§ **TASK REQUIREMENTS**: Copy out word for word the lines from the one containing "the stone block" to the one containing "Target: stone block on ground", including both of those lines.

§ **STORED ROWS**:
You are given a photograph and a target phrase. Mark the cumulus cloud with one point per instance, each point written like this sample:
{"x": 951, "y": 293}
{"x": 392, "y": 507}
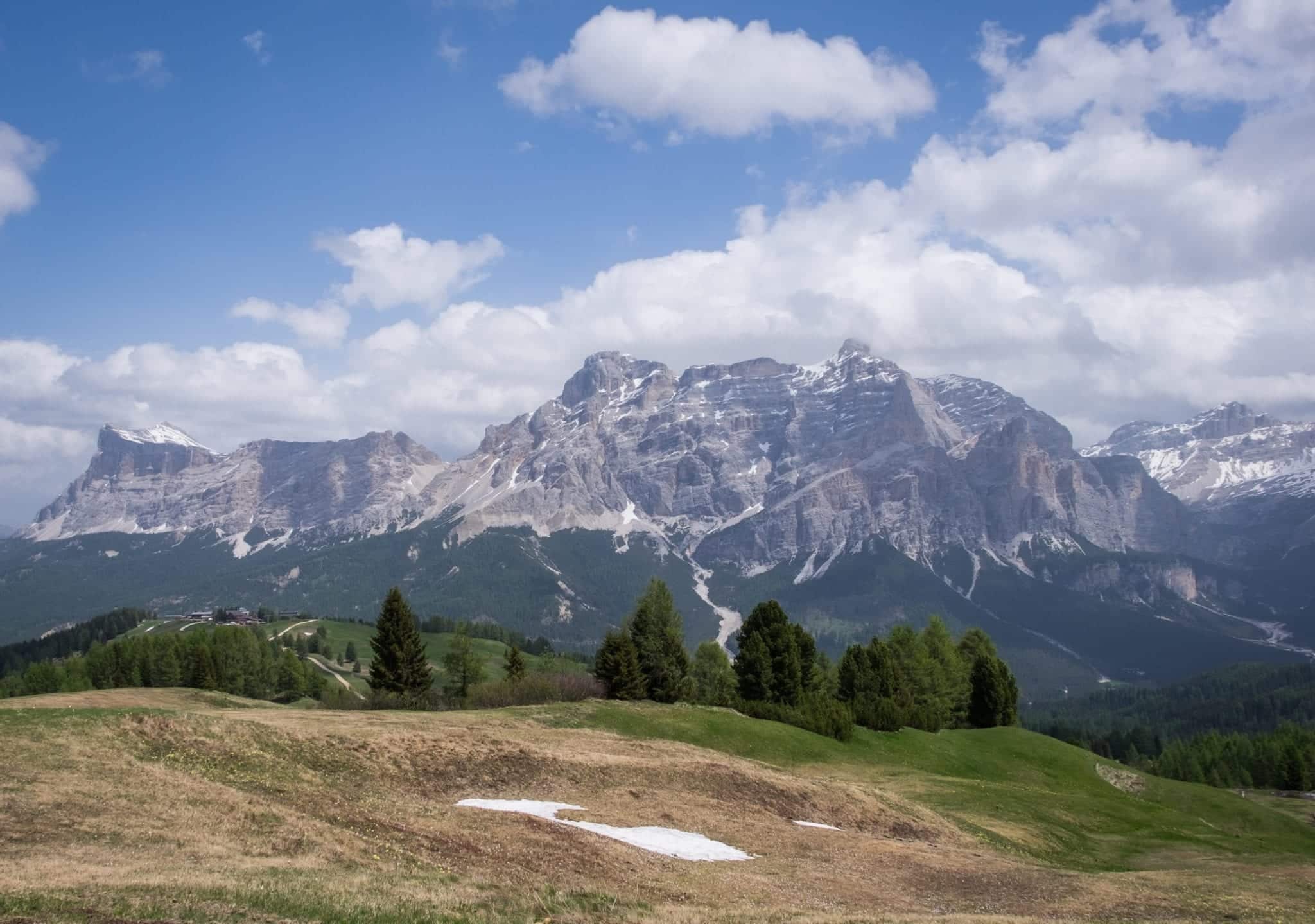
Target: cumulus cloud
{"x": 717, "y": 78}
{"x": 451, "y": 54}
{"x": 1250, "y": 51}
{"x": 20, "y": 157}
{"x": 146, "y": 67}
{"x": 388, "y": 268}
{"x": 258, "y": 44}
{"x": 1068, "y": 247}
{"x": 325, "y": 325}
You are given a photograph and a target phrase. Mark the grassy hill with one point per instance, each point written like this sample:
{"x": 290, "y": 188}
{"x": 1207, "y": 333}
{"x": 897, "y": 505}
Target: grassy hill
{"x": 179, "y": 805}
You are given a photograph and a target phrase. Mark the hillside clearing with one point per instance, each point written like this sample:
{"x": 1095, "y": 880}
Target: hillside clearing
{"x": 282, "y": 814}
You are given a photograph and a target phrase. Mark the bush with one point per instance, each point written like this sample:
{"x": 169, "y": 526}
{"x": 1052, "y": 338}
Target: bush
{"x": 533, "y": 690}
{"x": 880, "y": 714}
{"x": 815, "y": 714}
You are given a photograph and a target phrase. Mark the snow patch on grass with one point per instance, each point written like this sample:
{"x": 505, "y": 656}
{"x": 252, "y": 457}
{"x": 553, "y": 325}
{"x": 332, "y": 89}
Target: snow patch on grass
{"x": 667, "y": 842}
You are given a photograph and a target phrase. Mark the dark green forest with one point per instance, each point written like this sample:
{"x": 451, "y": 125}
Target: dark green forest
{"x": 921, "y": 680}
{"x": 1243, "y": 726}
{"x": 229, "y": 659}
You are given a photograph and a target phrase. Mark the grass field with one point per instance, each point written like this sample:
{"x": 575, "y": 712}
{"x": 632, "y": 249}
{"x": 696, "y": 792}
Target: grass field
{"x": 179, "y": 805}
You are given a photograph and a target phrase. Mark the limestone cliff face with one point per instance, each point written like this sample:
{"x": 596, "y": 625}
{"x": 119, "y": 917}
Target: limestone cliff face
{"x": 747, "y": 464}
{"x": 1221, "y": 455}
{"x": 161, "y": 480}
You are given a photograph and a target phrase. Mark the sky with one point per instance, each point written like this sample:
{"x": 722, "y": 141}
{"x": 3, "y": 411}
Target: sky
{"x": 316, "y": 218}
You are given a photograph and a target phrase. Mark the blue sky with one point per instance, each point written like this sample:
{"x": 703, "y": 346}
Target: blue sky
{"x": 163, "y": 205}
{"x": 959, "y": 213}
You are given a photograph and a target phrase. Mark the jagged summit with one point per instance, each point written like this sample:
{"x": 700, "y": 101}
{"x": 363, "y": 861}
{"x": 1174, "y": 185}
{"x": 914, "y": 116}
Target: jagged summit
{"x": 751, "y": 463}
{"x": 162, "y": 433}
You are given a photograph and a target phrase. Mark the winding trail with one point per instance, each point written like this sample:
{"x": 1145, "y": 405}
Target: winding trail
{"x": 304, "y": 622}
{"x": 335, "y": 674}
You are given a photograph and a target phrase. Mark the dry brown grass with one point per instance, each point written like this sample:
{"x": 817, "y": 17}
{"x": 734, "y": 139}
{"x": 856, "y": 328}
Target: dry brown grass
{"x": 357, "y": 807}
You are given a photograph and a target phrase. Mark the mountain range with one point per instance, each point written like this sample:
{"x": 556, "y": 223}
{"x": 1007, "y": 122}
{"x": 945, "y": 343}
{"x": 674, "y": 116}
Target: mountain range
{"x": 855, "y": 493}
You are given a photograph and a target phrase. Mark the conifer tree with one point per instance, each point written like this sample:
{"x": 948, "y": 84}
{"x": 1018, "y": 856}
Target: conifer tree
{"x": 659, "y": 639}
{"x": 617, "y": 668}
{"x": 464, "y": 667}
{"x": 715, "y": 680}
{"x": 513, "y": 664}
{"x": 754, "y": 669}
{"x": 400, "y": 665}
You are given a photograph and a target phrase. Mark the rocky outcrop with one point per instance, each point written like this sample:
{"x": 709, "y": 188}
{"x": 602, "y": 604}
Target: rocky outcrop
{"x": 749, "y": 464}
{"x": 1222, "y": 454}
{"x": 161, "y": 480}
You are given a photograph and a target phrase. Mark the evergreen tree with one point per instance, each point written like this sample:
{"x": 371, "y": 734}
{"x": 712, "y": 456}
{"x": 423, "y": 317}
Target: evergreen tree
{"x": 617, "y": 668}
{"x": 754, "y": 669}
{"x": 464, "y": 667}
{"x": 655, "y": 627}
{"x": 400, "y": 665}
{"x": 168, "y": 672}
{"x": 715, "y": 679}
{"x": 202, "y": 668}
{"x": 987, "y": 701}
{"x": 513, "y": 664}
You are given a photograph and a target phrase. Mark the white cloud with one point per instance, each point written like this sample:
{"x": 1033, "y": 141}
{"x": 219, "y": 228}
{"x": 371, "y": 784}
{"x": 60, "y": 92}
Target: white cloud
{"x": 20, "y": 157}
{"x": 325, "y": 325}
{"x": 258, "y": 44}
{"x": 716, "y": 78}
{"x": 1067, "y": 248}
{"x": 146, "y": 67}
{"x": 25, "y": 443}
{"x": 388, "y": 268}
{"x": 1251, "y": 50}
{"x": 451, "y": 54}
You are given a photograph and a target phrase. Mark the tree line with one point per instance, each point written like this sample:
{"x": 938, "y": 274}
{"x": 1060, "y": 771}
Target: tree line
{"x": 1238, "y": 698}
{"x": 921, "y": 680}
{"x": 73, "y": 640}
{"x": 1282, "y": 759}
{"x": 1242, "y": 726}
{"x": 231, "y": 659}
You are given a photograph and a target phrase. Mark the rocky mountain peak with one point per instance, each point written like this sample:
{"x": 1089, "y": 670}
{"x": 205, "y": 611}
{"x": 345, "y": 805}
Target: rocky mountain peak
{"x": 1231, "y": 418}
{"x": 1221, "y": 454}
{"x": 608, "y": 374}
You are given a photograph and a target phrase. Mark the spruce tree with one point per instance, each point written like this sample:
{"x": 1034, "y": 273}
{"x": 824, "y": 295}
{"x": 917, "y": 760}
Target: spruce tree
{"x": 399, "y": 665}
{"x": 754, "y": 669}
{"x": 715, "y": 680}
{"x": 659, "y": 639}
{"x": 987, "y": 702}
{"x": 617, "y": 668}
{"x": 513, "y": 665}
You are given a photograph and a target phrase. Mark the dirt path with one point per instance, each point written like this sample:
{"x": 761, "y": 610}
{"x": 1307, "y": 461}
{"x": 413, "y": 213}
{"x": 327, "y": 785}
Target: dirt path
{"x": 335, "y": 674}
{"x": 304, "y": 622}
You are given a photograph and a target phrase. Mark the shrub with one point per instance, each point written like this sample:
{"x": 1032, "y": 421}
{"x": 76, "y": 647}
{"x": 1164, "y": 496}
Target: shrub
{"x": 533, "y": 690}
{"x": 815, "y": 714}
{"x": 880, "y": 714}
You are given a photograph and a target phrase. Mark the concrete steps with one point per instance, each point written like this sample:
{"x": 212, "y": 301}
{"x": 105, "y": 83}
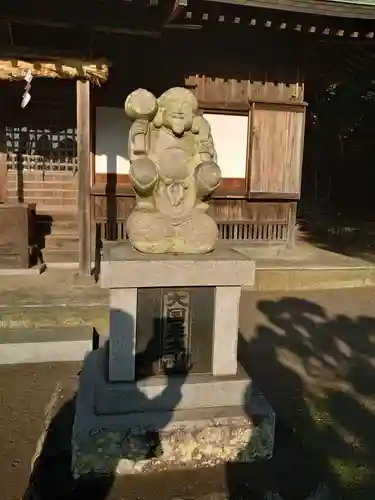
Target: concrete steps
{"x": 60, "y": 234}
{"x": 48, "y": 190}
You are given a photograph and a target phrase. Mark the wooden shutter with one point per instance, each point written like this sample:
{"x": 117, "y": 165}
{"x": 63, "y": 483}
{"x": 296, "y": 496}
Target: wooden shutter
{"x": 276, "y": 136}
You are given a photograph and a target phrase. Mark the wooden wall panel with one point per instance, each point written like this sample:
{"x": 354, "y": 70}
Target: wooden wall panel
{"x": 213, "y": 91}
{"x": 275, "y": 151}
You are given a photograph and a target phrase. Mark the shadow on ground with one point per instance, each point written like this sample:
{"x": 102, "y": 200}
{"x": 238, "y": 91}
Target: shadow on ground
{"x": 318, "y": 373}
{"x": 339, "y": 234}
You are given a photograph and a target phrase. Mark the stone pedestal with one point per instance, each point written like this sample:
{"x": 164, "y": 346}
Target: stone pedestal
{"x": 165, "y": 392}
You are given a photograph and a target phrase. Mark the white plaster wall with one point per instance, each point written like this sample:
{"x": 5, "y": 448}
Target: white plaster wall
{"x": 112, "y": 132}
{"x": 230, "y": 137}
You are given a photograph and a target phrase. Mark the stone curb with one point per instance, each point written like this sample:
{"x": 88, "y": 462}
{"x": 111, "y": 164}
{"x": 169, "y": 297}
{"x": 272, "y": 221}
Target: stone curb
{"x": 46, "y": 345}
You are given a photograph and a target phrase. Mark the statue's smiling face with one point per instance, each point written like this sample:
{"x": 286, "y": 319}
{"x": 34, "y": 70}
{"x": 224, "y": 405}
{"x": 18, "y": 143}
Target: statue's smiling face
{"x": 178, "y": 116}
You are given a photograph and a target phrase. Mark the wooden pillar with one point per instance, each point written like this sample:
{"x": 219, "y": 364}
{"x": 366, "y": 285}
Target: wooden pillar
{"x": 84, "y": 176}
{"x": 3, "y": 165}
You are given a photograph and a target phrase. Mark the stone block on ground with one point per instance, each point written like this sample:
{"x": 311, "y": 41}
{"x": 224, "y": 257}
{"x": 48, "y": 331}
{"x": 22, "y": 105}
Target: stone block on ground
{"x": 161, "y": 440}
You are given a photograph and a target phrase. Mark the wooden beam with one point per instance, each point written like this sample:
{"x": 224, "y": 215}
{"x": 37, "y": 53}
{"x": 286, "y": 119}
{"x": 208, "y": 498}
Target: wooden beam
{"x": 179, "y": 6}
{"x": 69, "y": 25}
{"x": 327, "y": 8}
{"x": 84, "y": 179}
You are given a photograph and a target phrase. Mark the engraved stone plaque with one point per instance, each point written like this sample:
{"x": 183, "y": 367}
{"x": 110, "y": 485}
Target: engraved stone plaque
{"x": 174, "y": 331}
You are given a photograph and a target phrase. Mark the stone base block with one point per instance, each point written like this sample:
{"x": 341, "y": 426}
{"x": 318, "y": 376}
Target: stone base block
{"x": 159, "y": 440}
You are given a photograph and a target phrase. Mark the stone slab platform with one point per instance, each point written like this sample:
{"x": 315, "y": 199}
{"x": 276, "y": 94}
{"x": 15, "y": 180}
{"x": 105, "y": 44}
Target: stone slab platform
{"x": 124, "y": 267}
{"x": 158, "y": 440}
{"x": 161, "y": 393}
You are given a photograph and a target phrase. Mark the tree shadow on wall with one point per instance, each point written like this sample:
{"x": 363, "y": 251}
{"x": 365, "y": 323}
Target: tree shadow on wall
{"x": 317, "y": 371}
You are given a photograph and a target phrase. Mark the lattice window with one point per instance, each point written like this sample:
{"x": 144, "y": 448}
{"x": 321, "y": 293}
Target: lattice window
{"x": 43, "y": 135}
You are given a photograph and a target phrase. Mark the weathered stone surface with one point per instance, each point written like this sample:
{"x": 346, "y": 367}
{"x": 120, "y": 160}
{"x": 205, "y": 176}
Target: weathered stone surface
{"x": 234, "y": 439}
{"x": 173, "y": 167}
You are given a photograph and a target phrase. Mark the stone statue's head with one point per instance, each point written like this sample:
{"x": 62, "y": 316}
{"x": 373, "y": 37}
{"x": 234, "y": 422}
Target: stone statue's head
{"x": 177, "y": 109}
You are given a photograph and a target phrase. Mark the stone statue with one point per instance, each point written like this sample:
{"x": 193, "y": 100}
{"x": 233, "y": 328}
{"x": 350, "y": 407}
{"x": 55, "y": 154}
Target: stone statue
{"x": 173, "y": 169}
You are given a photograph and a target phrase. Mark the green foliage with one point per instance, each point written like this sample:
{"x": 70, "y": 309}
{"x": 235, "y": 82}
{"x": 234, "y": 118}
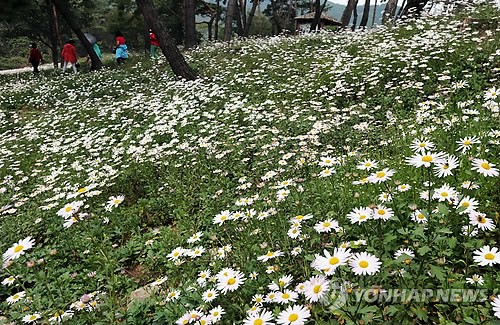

§ **RESULT FOR THIS TASK**:
You are given a photograph and a target phrase. Mark the stone block on ground with one point per instance, each point written like this sample:
{"x": 311, "y": 41}
{"x": 224, "y": 257}
{"x": 48, "y": 331}
{"x": 22, "y": 105}
Target: stone block on ground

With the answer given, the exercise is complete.